* [Raw data]
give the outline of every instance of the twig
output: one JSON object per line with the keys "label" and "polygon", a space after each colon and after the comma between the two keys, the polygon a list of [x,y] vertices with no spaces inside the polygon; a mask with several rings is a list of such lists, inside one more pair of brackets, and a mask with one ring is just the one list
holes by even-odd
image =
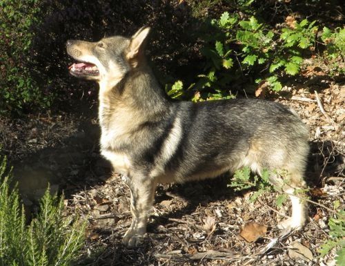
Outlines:
{"label": "twig", "polygon": [[294,99],[295,101],[302,101],[302,102],[317,102],[316,99],[306,98],[304,97],[298,97],[298,96],[293,96],[291,97],[291,99]]}
{"label": "twig", "polygon": [[253,256],[255,258],[252,258],[250,260],[247,260],[246,263],[244,264],[244,266],[246,266],[249,264],[251,264],[253,262],[255,261],[258,257],[262,256],[268,250],[272,249],[279,240],[284,239],[288,236],[290,236],[292,233],[293,230],[291,229],[286,229],[282,232],[282,234],[278,236],[277,238],[272,239],[268,244],[267,244],[263,249],[260,249],[259,251],[255,253]]}
{"label": "twig", "polygon": [[319,97],[319,95],[317,94],[317,92],[316,91],[314,91],[314,93],[315,93],[316,101],[317,102],[317,106],[320,108],[321,113],[322,113],[322,114],[325,116],[326,118],[327,118],[328,121],[334,122],[333,120],[331,118],[331,117],[324,111],[324,106],[322,106],[322,103],[321,102],[321,99]]}
{"label": "twig", "polygon": [[233,258],[234,253],[220,252],[212,249],[208,250],[206,252],[198,252],[194,254],[161,254],[157,253],[154,254],[154,256],[156,258],[158,259],[184,258],[191,260],[200,260],[204,258],[209,260],[237,260],[240,258],[239,257]]}
{"label": "twig", "polygon": [[283,216],[283,217],[285,217],[285,218],[288,218],[289,217],[287,216],[287,215],[285,215],[282,213],[281,213],[280,211],[277,211],[276,209],[272,208],[271,207],[268,206],[268,205],[266,204],[264,204],[264,202],[262,201],[261,201],[261,200],[259,198],[257,198],[257,200],[262,205],[262,206],[265,206],[267,208],[268,208],[269,209],[270,209],[271,211],[273,211],[274,212],[275,212],[276,213],[280,215],[281,216]]}
{"label": "twig", "polygon": [[308,198],[303,198],[303,197],[299,196],[298,195],[295,195],[295,194],[293,194],[293,193],[287,193],[287,192],[285,192],[285,193],[287,194],[287,195],[289,195],[289,196],[293,196],[294,197],[299,198],[300,198],[302,200],[307,201],[308,202],[315,204],[315,205],[317,205],[317,206],[319,206],[319,207],[322,207],[324,209],[326,209],[327,211],[331,211],[331,213],[340,216],[340,218],[342,218],[343,219],[345,219],[345,216],[342,216],[341,214],[339,214],[337,211],[333,210],[332,209],[328,208],[328,207],[324,205],[323,204],[317,202],[316,201],[314,201],[314,200],[309,200]]}
{"label": "twig", "polygon": [[168,218],[168,220],[170,220],[171,222],[176,222],[183,223],[183,224],[185,224],[185,225],[190,225],[190,226],[193,226],[193,227],[195,227],[198,230],[205,231],[205,229],[202,227],[201,227],[199,225],[195,225],[193,222],[190,222],[183,220],[181,219],[175,219],[175,218]]}

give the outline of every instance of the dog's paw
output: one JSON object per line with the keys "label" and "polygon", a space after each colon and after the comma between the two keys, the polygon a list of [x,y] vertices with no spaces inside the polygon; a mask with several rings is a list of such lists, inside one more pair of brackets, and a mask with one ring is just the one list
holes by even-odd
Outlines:
{"label": "dog's paw", "polygon": [[143,243],[144,236],[144,234],[137,234],[130,229],[124,236],[122,243],[128,247],[137,247]]}
{"label": "dog's paw", "polygon": [[305,224],[305,219],[298,218],[294,218],[290,217],[286,220],[283,220],[277,225],[277,227],[280,229],[288,229],[289,231],[299,231]]}

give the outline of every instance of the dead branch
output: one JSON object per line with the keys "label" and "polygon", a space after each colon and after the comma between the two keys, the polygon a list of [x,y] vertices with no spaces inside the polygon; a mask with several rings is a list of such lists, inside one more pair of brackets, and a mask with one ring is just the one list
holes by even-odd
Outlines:
{"label": "dead branch", "polygon": [[206,252],[197,252],[194,254],[154,254],[155,257],[157,259],[184,259],[190,260],[201,260],[206,258],[208,260],[237,260],[240,258],[239,256],[235,256],[234,257],[234,255],[235,255],[234,253],[220,252],[216,250],[208,250]]}
{"label": "dead branch", "polygon": [[291,97],[291,99],[295,101],[301,101],[301,102],[317,102],[316,99],[306,98],[304,97],[298,97],[298,96],[293,96]]}
{"label": "dead branch", "polygon": [[321,99],[319,97],[319,94],[317,93],[317,92],[316,91],[314,91],[314,93],[315,93],[316,102],[317,102],[317,106],[319,106],[321,113],[322,113],[322,114],[329,122],[334,122],[333,120],[331,118],[331,117],[324,111],[324,106],[322,106],[322,103],[321,102]]}

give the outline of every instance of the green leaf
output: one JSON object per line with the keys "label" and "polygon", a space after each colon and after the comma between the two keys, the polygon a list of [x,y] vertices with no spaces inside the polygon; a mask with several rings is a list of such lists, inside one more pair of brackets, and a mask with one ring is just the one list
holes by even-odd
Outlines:
{"label": "green leaf", "polygon": [[266,62],[266,58],[261,57],[257,59],[257,64],[259,65],[264,64],[264,62]]}
{"label": "green leaf", "polygon": [[252,28],[253,30],[257,30],[259,29],[259,28],[261,27],[262,24],[259,24],[257,23],[257,19],[255,19],[254,17],[250,17],[249,19],[249,22],[250,23],[250,27]]}
{"label": "green leaf", "polygon": [[288,196],[286,194],[282,194],[279,195],[277,197],[277,199],[275,200],[275,204],[277,207],[281,207],[283,205],[283,203],[285,202],[288,198]]}
{"label": "green leaf", "polygon": [[221,44],[220,41],[216,41],[215,49],[216,49],[216,51],[218,53],[218,55],[219,55],[221,57],[224,55],[224,50],[223,44]]}
{"label": "green leaf", "polygon": [[167,92],[168,95],[172,99],[179,99],[183,95],[184,84],[181,80],[177,80],[171,86],[171,89]]}
{"label": "green leaf", "polygon": [[306,25],[308,24],[308,19],[303,19],[300,23],[299,23],[299,26],[301,27],[304,27]]}
{"label": "green leaf", "polygon": [[270,73],[275,72],[275,70],[278,69],[282,66],[282,64],[279,63],[271,64],[269,69]]}
{"label": "green leaf", "polygon": [[256,55],[248,55],[242,61],[242,64],[247,64],[249,66],[254,66],[257,56]]}
{"label": "green leaf", "polygon": [[239,21],[239,24],[244,30],[250,30],[252,29],[252,26],[250,21]]}
{"label": "green leaf", "polygon": [[230,16],[228,12],[224,12],[223,14],[221,14],[221,16],[219,19],[219,25],[221,26],[226,26],[229,21],[229,17]]}
{"label": "green leaf", "polygon": [[285,65],[285,72],[288,75],[295,75],[299,71],[299,66],[293,62],[288,62]]}
{"label": "green leaf", "polygon": [[337,252],[337,257],[335,257],[335,261],[337,261],[337,265],[345,265],[345,245],[340,246],[340,249]]}
{"label": "green leaf", "polygon": [[299,47],[302,48],[302,49],[306,49],[310,46],[311,43],[310,42],[308,39],[304,37],[301,37],[298,44]]}
{"label": "green leaf", "polygon": [[275,82],[278,79],[278,77],[277,76],[271,76],[266,79],[270,84],[273,84],[273,82]]}
{"label": "green leaf", "polygon": [[293,56],[290,59],[290,60],[293,63],[300,64],[303,61],[303,58],[301,57]]}
{"label": "green leaf", "polygon": [[223,59],[223,66],[226,69],[230,68],[233,64],[233,60],[231,58],[229,58],[228,59]]}
{"label": "green leaf", "polygon": [[273,87],[272,88],[272,89],[274,91],[280,91],[280,90],[282,90],[282,88],[283,86],[282,86],[282,84],[279,82],[275,82],[273,84]]}
{"label": "green leaf", "polygon": [[329,39],[332,37],[332,31],[327,27],[324,27],[322,30],[322,35],[321,35],[321,39],[325,41],[326,39]]}

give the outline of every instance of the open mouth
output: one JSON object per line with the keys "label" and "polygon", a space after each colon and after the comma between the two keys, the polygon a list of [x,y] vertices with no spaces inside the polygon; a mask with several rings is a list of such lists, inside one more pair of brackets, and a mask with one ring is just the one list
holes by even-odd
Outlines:
{"label": "open mouth", "polygon": [[87,62],[73,64],[68,69],[72,75],[76,76],[97,76],[99,74],[96,65]]}

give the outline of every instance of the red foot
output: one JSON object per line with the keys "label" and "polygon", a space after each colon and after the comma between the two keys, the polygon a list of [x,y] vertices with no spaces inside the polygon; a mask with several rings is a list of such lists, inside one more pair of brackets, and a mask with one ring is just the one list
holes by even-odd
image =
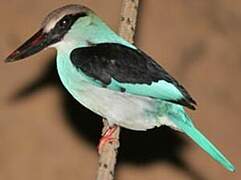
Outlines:
{"label": "red foot", "polygon": [[116,128],[116,126],[110,127],[109,129],[107,129],[105,134],[100,138],[100,142],[97,146],[98,152],[101,152],[102,147],[105,143],[113,142],[115,140],[115,138],[113,138],[112,135],[114,134]]}

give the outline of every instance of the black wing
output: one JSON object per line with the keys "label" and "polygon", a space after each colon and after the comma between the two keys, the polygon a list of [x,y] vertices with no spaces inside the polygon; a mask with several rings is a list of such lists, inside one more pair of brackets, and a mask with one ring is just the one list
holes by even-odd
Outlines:
{"label": "black wing", "polygon": [[[71,52],[71,61],[77,69],[106,87],[111,84],[112,79],[119,83],[150,86],[164,80],[182,94],[178,99],[174,97],[165,100],[195,109],[193,104],[196,102],[185,88],[141,50],[117,43],[101,43],[74,49]],[[151,94],[147,93],[147,96]]]}

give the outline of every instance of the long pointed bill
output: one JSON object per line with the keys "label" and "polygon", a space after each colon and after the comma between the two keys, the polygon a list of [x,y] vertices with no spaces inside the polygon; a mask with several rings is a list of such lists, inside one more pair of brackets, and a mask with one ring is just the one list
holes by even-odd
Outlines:
{"label": "long pointed bill", "polygon": [[40,29],[36,34],[34,34],[29,40],[27,40],[22,46],[10,54],[5,62],[13,62],[17,60],[29,57],[49,45],[48,35]]}

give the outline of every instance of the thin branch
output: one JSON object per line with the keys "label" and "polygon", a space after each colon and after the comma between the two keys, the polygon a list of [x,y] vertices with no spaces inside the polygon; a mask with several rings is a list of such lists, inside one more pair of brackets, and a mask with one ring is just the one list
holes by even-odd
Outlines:
{"label": "thin branch", "polygon": [[[134,42],[136,19],[139,0],[123,0],[120,18],[119,34],[130,43]],[[107,121],[103,119],[104,127],[102,136],[110,128]],[[97,180],[113,180],[115,165],[119,147],[120,127],[112,134],[114,141],[101,146],[99,153]]]}

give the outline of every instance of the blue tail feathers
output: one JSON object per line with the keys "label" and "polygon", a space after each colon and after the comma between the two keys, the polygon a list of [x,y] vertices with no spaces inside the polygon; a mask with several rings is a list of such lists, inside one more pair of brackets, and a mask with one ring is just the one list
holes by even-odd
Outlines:
{"label": "blue tail feathers", "polygon": [[192,124],[191,119],[185,112],[177,115],[169,115],[171,120],[195,141],[214,160],[222,164],[227,170],[235,171],[234,165]]}

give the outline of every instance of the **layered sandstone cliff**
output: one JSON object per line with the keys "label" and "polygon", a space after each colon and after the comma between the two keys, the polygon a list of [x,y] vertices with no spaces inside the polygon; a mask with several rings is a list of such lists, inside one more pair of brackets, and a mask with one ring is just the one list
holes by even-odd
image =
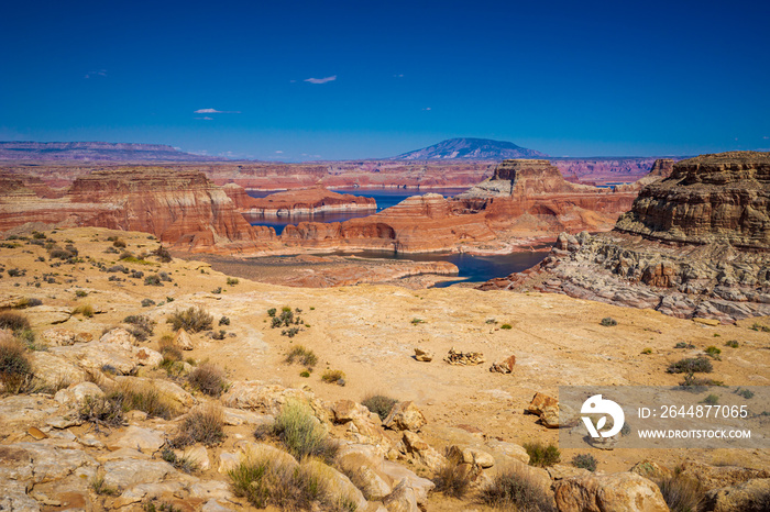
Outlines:
{"label": "layered sandstone cliff", "polygon": [[163,168],[95,171],[75,180],[61,199],[29,188],[0,197],[0,231],[30,222],[143,231],[193,251],[252,252],[275,235],[252,227],[202,172]]}
{"label": "layered sandstone cliff", "polygon": [[228,183],[222,187],[241,213],[262,216],[292,216],[320,212],[377,210],[373,198],[338,193],[323,187],[293,189],[271,193],[264,198],[252,198],[242,187]]}
{"label": "layered sandstone cliff", "polygon": [[770,154],[674,164],[610,233],[560,235],[537,267],[483,289],[566,293],[675,316],[770,314]]}

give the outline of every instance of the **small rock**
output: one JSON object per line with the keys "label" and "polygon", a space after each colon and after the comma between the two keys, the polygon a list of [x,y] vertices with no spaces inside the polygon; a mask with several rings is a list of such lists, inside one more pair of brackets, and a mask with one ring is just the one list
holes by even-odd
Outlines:
{"label": "small rock", "polygon": [[422,348],[415,347],[415,359],[424,363],[430,363],[433,360],[433,354],[428,350],[424,350]]}
{"label": "small rock", "polygon": [[394,431],[419,432],[426,423],[428,423],[428,420],[417,409],[415,402],[406,401],[398,402],[393,407],[383,425]]}
{"label": "small rock", "polygon": [[174,336],[174,344],[183,350],[191,350],[195,348],[193,345],[193,338],[190,338],[187,331],[182,327],[179,327],[179,331],[176,332],[176,336]]}

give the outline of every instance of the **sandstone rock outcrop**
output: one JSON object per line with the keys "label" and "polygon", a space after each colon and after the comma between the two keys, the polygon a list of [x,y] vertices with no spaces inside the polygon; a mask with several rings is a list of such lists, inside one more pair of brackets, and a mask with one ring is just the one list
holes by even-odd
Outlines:
{"label": "sandstone rock outcrop", "polygon": [[562,234],[525,272],[482,289],[534,289],[734,322],[770,314],[770,154],[676,163],[609,233]]}

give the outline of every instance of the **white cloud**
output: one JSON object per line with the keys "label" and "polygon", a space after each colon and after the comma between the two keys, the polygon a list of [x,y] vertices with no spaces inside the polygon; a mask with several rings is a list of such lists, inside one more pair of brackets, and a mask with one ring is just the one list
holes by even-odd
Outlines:
{"label": "white cloud", "polygon": [[324,77],[324,78],[306,78],[305,81],[310,82],[310,84],[326,84],[328,81],[334,81],[337,80],[337,75],[332,75],[330,77]]}
{"label": "white cloud", "polygon": [[106,77],[106,76],[107,76],[107,69],[99,69],[98,71],[88,71],[86,74],[85,78]]}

* [Task directions] How many lines in the records above contain the string "small", with case counting? Reply with the number alone.

* [Completed exercise] 4